**** SUPPLIED RECORDS
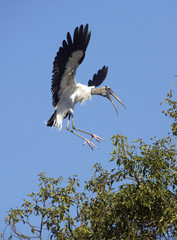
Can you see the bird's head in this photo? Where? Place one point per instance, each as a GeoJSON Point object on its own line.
{"type": "Point", "coordinates": [107, 92]}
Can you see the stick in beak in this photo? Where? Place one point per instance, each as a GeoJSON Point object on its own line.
{"type": "Point", "coordinates": [107, 92]}
{"type": "Point", "coordinates": [116, 97]}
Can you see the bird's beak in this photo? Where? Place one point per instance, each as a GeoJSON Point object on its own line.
{"type": "Point", "coordinates": [116, 97]}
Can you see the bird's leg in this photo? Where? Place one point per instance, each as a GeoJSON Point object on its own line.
{"type": "Point", "coordinates": [91, 145]}
{"type": "Point", "coordinates": [91, 134]}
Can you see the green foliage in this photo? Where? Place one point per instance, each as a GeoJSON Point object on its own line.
{"type": "Point", "coordinates": [137, 199]}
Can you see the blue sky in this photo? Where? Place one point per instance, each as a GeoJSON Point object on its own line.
{"type": "Point", "coordinates": [137, 40]}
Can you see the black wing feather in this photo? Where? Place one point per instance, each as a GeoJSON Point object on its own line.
{"type": "Point", "coordinates": [80, 41]}
{"type": "Point", "coordinates": [98, 77]}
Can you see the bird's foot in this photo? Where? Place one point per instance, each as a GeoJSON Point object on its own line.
{"type": "Point", "coordinates": [91, 145]}
{"type": "Point", "coordinates": [97, 138]}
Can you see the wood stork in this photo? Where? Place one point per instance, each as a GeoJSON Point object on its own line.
{"type": "Point", "coordinates": [66, 92]}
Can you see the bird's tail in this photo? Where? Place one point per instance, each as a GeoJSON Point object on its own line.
{"type": "Point", "coordinates": [55, 120]}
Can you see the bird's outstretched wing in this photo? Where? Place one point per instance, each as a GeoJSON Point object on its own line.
{"type": "Point", "coordinates": [68, 58]}
{"type": "Point", "coordinates": [98, 77]}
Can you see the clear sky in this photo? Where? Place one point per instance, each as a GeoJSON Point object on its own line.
{"type": "Point", "coordinates": [137, 40]}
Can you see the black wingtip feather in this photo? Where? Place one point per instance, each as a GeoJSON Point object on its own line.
{"type": "Point", "coordinates": [79, 41]}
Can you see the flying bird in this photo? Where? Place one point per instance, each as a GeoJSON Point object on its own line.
{"type": "Point", "coordinates": [66, 92]}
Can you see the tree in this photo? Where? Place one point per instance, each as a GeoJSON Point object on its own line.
{"type": "Point", "coordinates": [135, 200]}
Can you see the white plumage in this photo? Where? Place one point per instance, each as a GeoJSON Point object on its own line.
{"type": "Point", "coordinates": [66, 92]}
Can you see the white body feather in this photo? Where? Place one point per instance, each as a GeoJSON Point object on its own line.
{"type": "Point", "coordinates": [69, 97]}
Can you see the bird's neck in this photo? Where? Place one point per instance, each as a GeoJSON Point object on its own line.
{"type": "Point", "coordinates": [98, 91]}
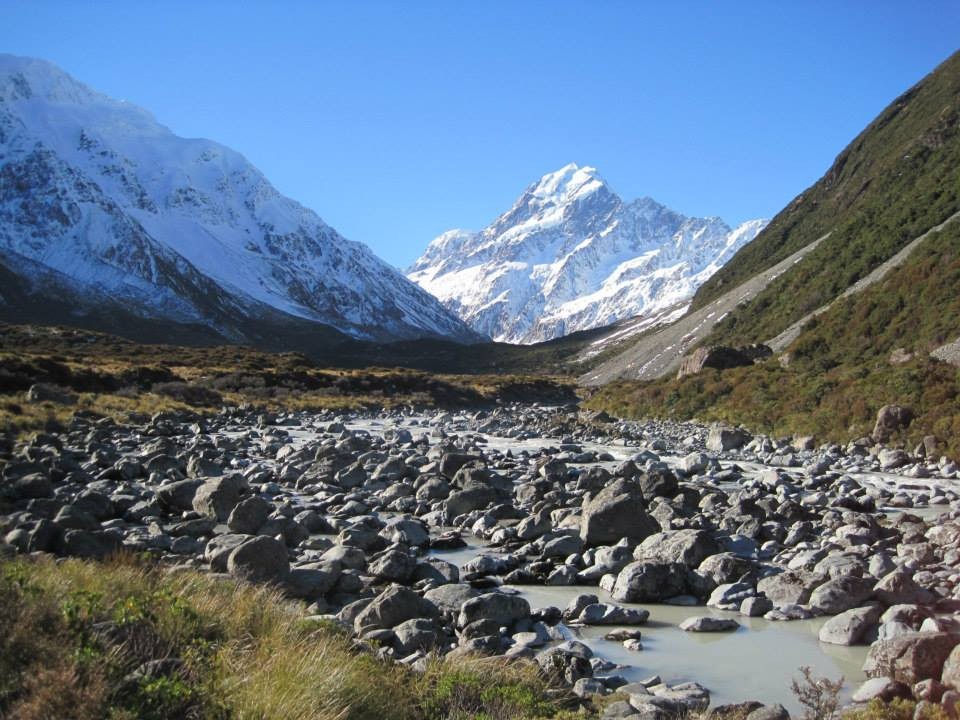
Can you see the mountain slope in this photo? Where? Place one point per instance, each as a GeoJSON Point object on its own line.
{"type": "Point", "coordinates": [571, 255]}
{"type": "Point", "coordinates": [863, 316]}
{"type": "Point", "coordinates": [895, 181]}
{"type": "Point", "coordinates": [97, 192]}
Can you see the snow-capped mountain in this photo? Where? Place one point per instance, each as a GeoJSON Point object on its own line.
{"type": "Point", "coordinates": [571, 255]}
{"type": "Point", "coordinates": [100, 199]}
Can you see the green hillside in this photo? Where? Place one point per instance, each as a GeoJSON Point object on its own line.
{"type": "Point", "coordinates": [897, 179]}
{"type": "Point", "coordinates": [840, 370]}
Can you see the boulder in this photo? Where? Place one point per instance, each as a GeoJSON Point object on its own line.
{"type": "Point", "coordinates": [499, 607]}
{"type": "Point", "coordinates": [891, 419]}
{"type": "Point", "coordinates": [260, 559]}
{"type": "Point", "coordinates": [475, 498]}
{"type": "Point", "coordinates": [848, 628]}
{"type": "Point", "coordinates": [951, 670]}
{"type": "Point", "coordinates": [218, 497]}
{"type": "Point", "coordinates": [722, 438]}
{"type": "Point", "coordinates": [644, 581]}
{"type": "Point", "coordinates": [689, 547]}
{"type": "Point", "coordinates": [840, 594]}
{"type": "Point", "coordinates": [178, 496]}
{"type": "Point", "coordinates": [393, 606]}
{"type": "Point", "coordinates": [707, 623]}
{"type": "Point", "coordinates": [616, 512]}
{"type": "Point", "coordinates": [911, 658]}
{"type": "Point", "coordinates": [791, 587]}
{"type": "Point", "coordinates": [249, 515]}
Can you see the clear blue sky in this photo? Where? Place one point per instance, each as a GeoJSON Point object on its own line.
{"type": "Point", "coordinates": [396, 121]}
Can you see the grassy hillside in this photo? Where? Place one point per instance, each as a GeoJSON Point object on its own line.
{"type": "Point", "coordinates": [74, 638]}
{"type": "Point", "coordinates": [119, 378]}
{"type": "Point", "coordinates": [840, 371]}
{"type": "Point", "coordinates": [897, 179]}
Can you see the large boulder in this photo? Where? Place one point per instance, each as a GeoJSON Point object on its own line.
{"type": "Point", "coordinates": [616, 512]}
{"type": "Point", "coordinates": [722, 438]}
{"type": "Point", "coordinates": [644, 581]}
{"type": "Point", "coordinates": [891, 419]}
{"type": "Point", "coordinates": [218, 497]}
{"type": "Point", "coordinates": [791, 587]}
{"type": "Point", "coordinates": [911, 658]}
{"type": "Point", "coordinates": [848, 628]}
{"type": "Point", "coordinates": [840, 594]}
{"type": "Point", "coordinates": [260, 559]}
{"type": "Point", "coordinates": [498, 607]}
{"type": "Point", "coordinates": [450, 598]}
{"type": "Point", "coordinates": [178, 496]}
{"type": "Point", "coordinates": [951, 669]}
{"type": "Point", "coordinates": [249, 515]}
{"type": "Point", "coordinates": [473, 498]}
{"type": "Point", "coordinates": [393, 606]}
{"type": "Point", "coordinates": [690, 547]}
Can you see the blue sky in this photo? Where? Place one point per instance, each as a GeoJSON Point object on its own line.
{"type": "Point", "coordinates": [396, 121]}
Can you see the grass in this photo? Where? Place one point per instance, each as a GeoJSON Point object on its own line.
{"type": "Point", "coordinates": [839, 372]}
{"type": "Point", "coordinates": [895, 180]}
{"type": "Point", "coordinates": [122, 379]}
{"type": "Point", "coordinates": [72, 635]}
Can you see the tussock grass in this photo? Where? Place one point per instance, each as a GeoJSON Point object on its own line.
{"type": "Point", "coordinates": [71, 632]}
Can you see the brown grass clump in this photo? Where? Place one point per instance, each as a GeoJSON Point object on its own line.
{"type": "Point", "coordinates": [73, 633]}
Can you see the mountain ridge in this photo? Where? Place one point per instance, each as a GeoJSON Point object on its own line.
{"type": "Point", "coordinates": [571, 255]}
{"type": "Point", "coordinates": [183, 229]}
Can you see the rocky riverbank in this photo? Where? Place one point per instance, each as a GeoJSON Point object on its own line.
{"type": "Point", "coordinates": [350, 514]}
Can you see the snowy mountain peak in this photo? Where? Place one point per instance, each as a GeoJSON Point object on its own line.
{"type": "Point", "coordinates": [571, 255]}
{"type": "Point", "coordinates": [23, 78]}
{"type": "Point", "coordinates": [99, 193]}
{"type": "Point", "coordinates": [566, 185]}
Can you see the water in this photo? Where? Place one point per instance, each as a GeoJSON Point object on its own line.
{"type": "Point", "coordinates": [757, 662]}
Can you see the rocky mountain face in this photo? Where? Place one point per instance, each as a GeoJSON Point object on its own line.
{"type": "Point", "coordinates": [102, 204]}
{"type": "Point", "coordinates": [572, 255]}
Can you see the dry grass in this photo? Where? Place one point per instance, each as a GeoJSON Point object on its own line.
{"type": "Point", "coordinates": [248, 653]}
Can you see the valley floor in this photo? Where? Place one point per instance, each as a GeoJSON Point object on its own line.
{"type": "Point", "coordinates": [454, 557]}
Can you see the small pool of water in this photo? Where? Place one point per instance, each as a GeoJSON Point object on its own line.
{"type": "Point", "coordinates": [757, 662]}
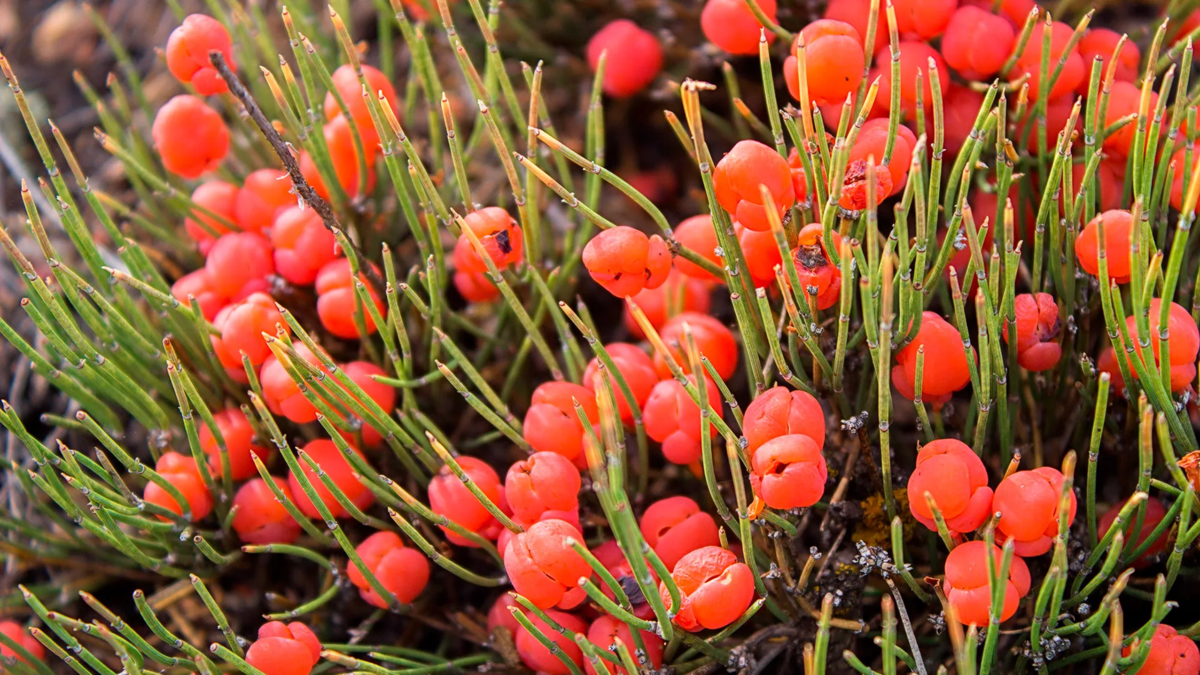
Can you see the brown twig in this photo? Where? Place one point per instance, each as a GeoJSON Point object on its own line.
{"type": "Point", "coordinates": [305, 191]}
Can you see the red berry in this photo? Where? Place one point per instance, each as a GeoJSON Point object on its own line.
{"type": "Point", "coordinates": [714, 589]}
{"type": "Point", "coordinates": [739, 175]}
{"type": "Point", "coordinates": [967, 586]}
{"type": "Point", "coordinates": [833, 61]}
{"type": "Point", "coordinates": [327, 457]}
{"type": "Point", "coordinates": [789, 472]}
{"type": "Point", "coordinates": [451, 499]}
{"type": "Point", "coordinates": [261, 519]}
{"type": "Point", "coordinates": [957, 479]}
{"type": "Point", "coordinates": [1119, 230]}
{"type": "Point", "coordinates": [337, 300]}
{"type": "Point", "coordinates": [264, 195]}
{"type": "Point", "coordinates": [240, 263]}
{"type": "Point", "coordinates": [634, 57]}
{"type": "Point", "coordinates": [778, 412]}
{"type": "Point", "coordinates": [544, 482]}
{"type": "Point", "coordinates": [239, 437]}
{"type": "Point", "coordinates": [731, 25]}
{"type": "Point", "coordinates": [400, 569]}
{"type": "Point", "coordinates": [219, 197]}
{"type": "Point", "coordinates": [712, 338]}
{"type": "Point", "coordinates": [552, 424]}
{"type": "Point", "coordinates": [1027, 502]}
{"type": "Point", "coordinates": [541, 566]}
{"type": "Point", "coordinates": [241, 326]}
{"type": "Point", "coordinates": [285, 649]}
{"type": "Point", "coordinates": [541, 659]}
{"type": "Point", "coordinates": [672, 418]}
{"type": "Point", "coordinates": [676, 526]}
{"type": "Point", "coordinates": [624, 261]}
{"type": "Point", "coordinates": [187, 53]}
{"type": "Point", "coordinates": [303, 245]}
{"type": "Point", "coordinates": [181, 472]}
{"type": "Point", "coordinates": [190, 136]}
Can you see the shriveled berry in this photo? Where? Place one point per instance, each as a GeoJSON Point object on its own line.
{"type": "Point", "coordinates": [1037, 327]}
{"type": "Point", "coordinates": [731, 25]}
{"type": "Point", "coordinates": [183, 473]}
{"type": "Point", "coordinates": [282, 649]}
{"type": "Point", "coordinates": [261, 519]}
{"type": "Point", "coordinates": [540, 563]}
{"type": "Point", "coordinates": [400, 569]}
{"type": "Point", "coordinates": [327, 457]}
{"type": "Point", "coordinates": [187, 53]}
{"type": "Point", "coordinates": [191, 137]}
{"type": "Point", "coordinates": [624, 261]}
{"type": "Point", "coordinates": [714, 589]}
{"type": "Point", "coordinates": [967, 585]}
{"type": "Point", "coordinates": [675, 526]}
{"type": "Point", "coordinates": [1027, 502]}
{"type": "Point", "coordinates": [955, 477]}
{"type": "Point", "coordinates": [634, 57]}
{"type": "Point", "coordinates": [739, 177]}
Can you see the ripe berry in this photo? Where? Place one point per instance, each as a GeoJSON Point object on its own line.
{"type": "Point", "coordinates": [635, 366]}
{"type": "Point", "coordinates": [187, 53]}
{"type": "Point", "coordinates": [499, 234]}
{"type": "Point", "coordinates": [712, 338]}
{"type": "Point", "coordinates": [1037, 326]}
{"type": "Point", "coordinates": [240, 263]}
{"type": "Point", "coordinates": [346, 81]}
{"type": "Point", "coordinates": [199, 285]}
{"type": "Point", "coordinates": [714, 589]}
{"type": "Point", "coordinates": [1155, 514]}
{"type": "Point", "coordinates": [303, 245]}
{"type": "Point", "coordinates": [400, 569]}
{"type": "Point", "coordinates": [263, 196]}
{"type": "Point", "coordinates": [219, 197]}
{"type": "Point", "coordinates": [541, 566]}
{"type": "Point", "coordinates": [544, 482]}
{"type": "Point", "coordinates": [239, 437]}
{"type": "Point", "coordinates": [181, 472]}
{"type": "Point", "coordinates": [833, 60]}
{"type": "Point", "coordinates": [946, 364]}
{"type": "Point", "coordinates": [697, 234]}
{"type": "Point", "coordinates": [778, 412]}
{"type": "Point", "coordinates": [190, 136]}
{"type": "Point", "coordinates": [535, 655]}
{"type": "Point", "coordinates": [789, 472]}
{"type": "Point", "coordinates": [967, 586]}
{"type": "Point", "coordinates": [552, 424]}
{"type": "Point", "coordinates": [672, 418]}
{"type": "Point", "coordinates": [337, 300]}
{"type": "Point", "coordinates": [1119, 230]}
{"type": "Point", "coordinates": [19, 634]}
{"type": "Point", "coordinates": [1027, 502]}
{"type": "Point", "coordinates": [739, 175]}
{"type": "Point", "coordinates": [731, 25]}
{"type": "Point", "coordinates": [678, 294]}
{"type": "Point", "coordinates": [624, 261]}
{"type": "Point", "coordinates": [261, 519]}
{"type": "Point", "coordinates": [451, 499]}
{"type": "Point", "coordinates": [676, 526]}
{"type": "Point", "coordinates": [634, 57]}
{"type": "Point", "coordinates": [604, 633]}
{"type": "Point", "coordinates": [820, 279]}
{"type": "Point", "coordinates": [957, 479]}
{"type": "Point", "coordinates": [327, 455]}
{"type": "Point", "coordinates": [241, 326]}
{"type": "Point", "coordinates": [282, 649]}
{"type": "Point", "coordinates": [1170, 653]}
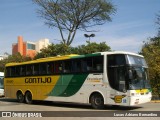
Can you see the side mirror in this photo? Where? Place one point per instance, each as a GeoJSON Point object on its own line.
{"type": "Point", "coordinates": [130, 74]}
{"type": "Point", "coordinates": [122, 86]}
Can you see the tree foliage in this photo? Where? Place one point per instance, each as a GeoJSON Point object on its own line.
{"type": "Point", "coordinates": [70, 15]}
{"type": "Point", "coordinates": [158, 23]}
{"type": "Point", "coordinates": [151, 52]}
{"type": "Point", "coordinates": [61, 49]}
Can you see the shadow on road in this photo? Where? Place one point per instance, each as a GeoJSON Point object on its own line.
{"type": "Point", "coordinates": [70, 105]}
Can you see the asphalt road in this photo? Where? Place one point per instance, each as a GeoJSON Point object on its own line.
{"type": "Point", "coordinates": [60, 109]}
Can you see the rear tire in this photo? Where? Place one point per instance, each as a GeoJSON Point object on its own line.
{"type": "Point", "coordinates": [97, 101]}
{"type": "Point", "coordinates": [20, 97]}
{"type": "Point", "coordinates": [28, 97]}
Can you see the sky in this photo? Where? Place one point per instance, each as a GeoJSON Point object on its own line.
{"type": "Point", "coordinates": [133, 23]}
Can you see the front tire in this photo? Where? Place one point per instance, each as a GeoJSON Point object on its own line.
{"type": "Point", "coordinates": [97, 101]}
{"type": "Point", "coordinates": [28, 97]}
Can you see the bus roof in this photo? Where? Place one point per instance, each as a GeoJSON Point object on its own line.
{"type": "Point", "coordinates": [71, 56]}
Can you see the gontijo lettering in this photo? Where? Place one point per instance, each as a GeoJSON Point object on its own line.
{"type": "Point", "coordinates": [38, 80]}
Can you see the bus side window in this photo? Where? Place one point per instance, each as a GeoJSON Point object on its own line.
{"type": "Point", "coordinates": [67, 66]}
{"type": "Point", "coordinates": [36, 69]}
{"type": "Point", "coordinates": [98, 64]}
{"type": "Point", "coordinates": [29, 70]}
{"type": "Point", "coordinates": [76, 65]}
{"type": "Point", "coordinates": [58, 67]}
{"type": "Point", "coordinates": [23, 70]}
{"type": "Point", "coordinates": [50, 68]}
{"type": "Point", "coordinates": [17, 70]}
{"type": "Point", "coordinates": [13, 71]}
{"type": "Point", "coordinates": [87, 64]}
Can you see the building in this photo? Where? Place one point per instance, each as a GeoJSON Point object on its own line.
{"type": "Point", "coordinates": [26, 48]}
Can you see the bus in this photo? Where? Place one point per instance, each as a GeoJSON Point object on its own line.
{"type": "Point", "coordinates": [1, 84]}
{"type": "Point", "coordinates": [99, 79]}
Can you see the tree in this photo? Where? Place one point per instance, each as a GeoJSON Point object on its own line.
{"type": "Point", "coordinates": [158, 23]}
{"type": "Point", "coordinates": [61, 49]}
{"type": "Point", "coordinates": [70, 15]}
{"type": "Point", "coordinates": [91, 47]}
{"type": "Point", "coordinates": [151, 52]}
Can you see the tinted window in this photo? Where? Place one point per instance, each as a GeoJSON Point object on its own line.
{"type": "Point", "coordinates": [114, 60]}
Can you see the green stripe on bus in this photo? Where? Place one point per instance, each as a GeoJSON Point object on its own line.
{"type": "Point", "coordinates": [87, 55]}
{"type": "Point", "coordinates": [74, 85]}
{"type": "Point", "coordinates": [61, 85]}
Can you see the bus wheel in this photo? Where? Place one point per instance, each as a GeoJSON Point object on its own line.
{"type": "Point", "coordinates": [97, 101]}
{"type": "Point", "coordinates": [20, 97]}
{"type": "Point", "coordinates": [28, 97]}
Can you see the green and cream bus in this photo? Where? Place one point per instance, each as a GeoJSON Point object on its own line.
{"type": "Point", "coordinates": [113, 78]}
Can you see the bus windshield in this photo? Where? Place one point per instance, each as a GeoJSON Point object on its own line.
{"type": "Point", "coordinates": [127, 72]}
{"type": "Point", "coordinates": [138, 78]}
{"type": "Point", "coordinates": [1, 83]}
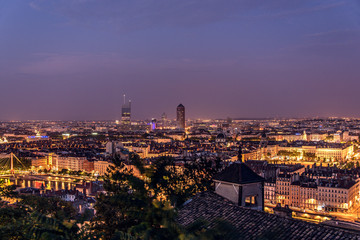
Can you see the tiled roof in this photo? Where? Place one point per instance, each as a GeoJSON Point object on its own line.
{"type": "Point", "coordinates": [238, 173]}
{"type": "Point", "coordinates": [253, 224]}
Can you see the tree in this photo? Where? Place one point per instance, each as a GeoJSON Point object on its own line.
{"type": "Point", "coordinates": [145, 205]}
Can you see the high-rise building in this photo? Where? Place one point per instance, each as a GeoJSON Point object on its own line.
{"type": "Point", "coordinates": [180, 116]}
{"type": "Point", "coordinates": [126, 113]}
{"type": "Point", "coordinates": [152, 124]}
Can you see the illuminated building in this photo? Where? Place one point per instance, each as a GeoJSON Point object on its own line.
{"type": "Point", "coordinates": [100, 167]}
{"type": "Point", "coordinates": [152, 124]}
{"type": "Point", "coordinates": [126, 113]}
{"type": "Point", "coordinates": [180, 116]}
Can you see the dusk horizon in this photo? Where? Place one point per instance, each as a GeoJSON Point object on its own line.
{"type": "Point", "coordinates": [75, 59]}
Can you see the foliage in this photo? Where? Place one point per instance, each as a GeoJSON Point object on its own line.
{"type": "Point", "coordinates": [144, 205]}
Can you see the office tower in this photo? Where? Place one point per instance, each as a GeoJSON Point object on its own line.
{"type": "Point", "coordinates": [126, 113]}
{"type": "Point", "coordinates": [164, 120]}
{"type": "Point", "coordinates": [180, 116]}
{"type": "Point", "coordinates": [152, 124]}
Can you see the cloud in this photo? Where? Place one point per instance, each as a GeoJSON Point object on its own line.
{"type": "Point", "coordinates": [142, 14]}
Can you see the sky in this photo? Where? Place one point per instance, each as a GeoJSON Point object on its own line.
{"type": "Point", "coordinates": [74, 59]}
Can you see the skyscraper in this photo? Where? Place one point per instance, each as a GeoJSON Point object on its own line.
{"type": "Point", "coordinates": [126, 113]}
{"type": "Point", "coordinates": [180, 116]}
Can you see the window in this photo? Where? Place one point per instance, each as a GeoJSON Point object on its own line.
{"type": "Point", "coordinates": [250, 201]}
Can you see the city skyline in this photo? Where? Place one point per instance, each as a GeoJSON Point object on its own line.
{"type": "Point", "coordinates": [73, 60]}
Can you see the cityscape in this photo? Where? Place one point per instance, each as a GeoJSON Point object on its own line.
{"type": "Point", "coordinates": [148, 120]}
********
WHAT IS BEING ASKED: Quote exactly and only the lines from the one holding "Can you see the skyscraper" through the end of the data.

WRITTEN SOLUTION:
Can you see the skyscraper in this photo? Where? Place one point per instance, each as a GeoJSON Point object on its own line.
{"type": "Point", "coordinates": [126, 113]}
{"type": "Point", "coordinates": [180, 116]}
Can you see the window in this photo? Where? Place one point per instance, each as a GeoJSON Point object on its own line.
{"type": "Point", "coordinates": [250, 201]}
Can you see the city skyline in this photo? Where? Place one point per instance, each as a GeoJSON Point object on its own line.
{"type": "Point", "coordinates": [73, 60]}
Can you see the cityscape in this photo? Where? Place one point per instance, each as a GeoJSON Point object on its own line.
{"type": "Point", "coordinates": [148, 120]}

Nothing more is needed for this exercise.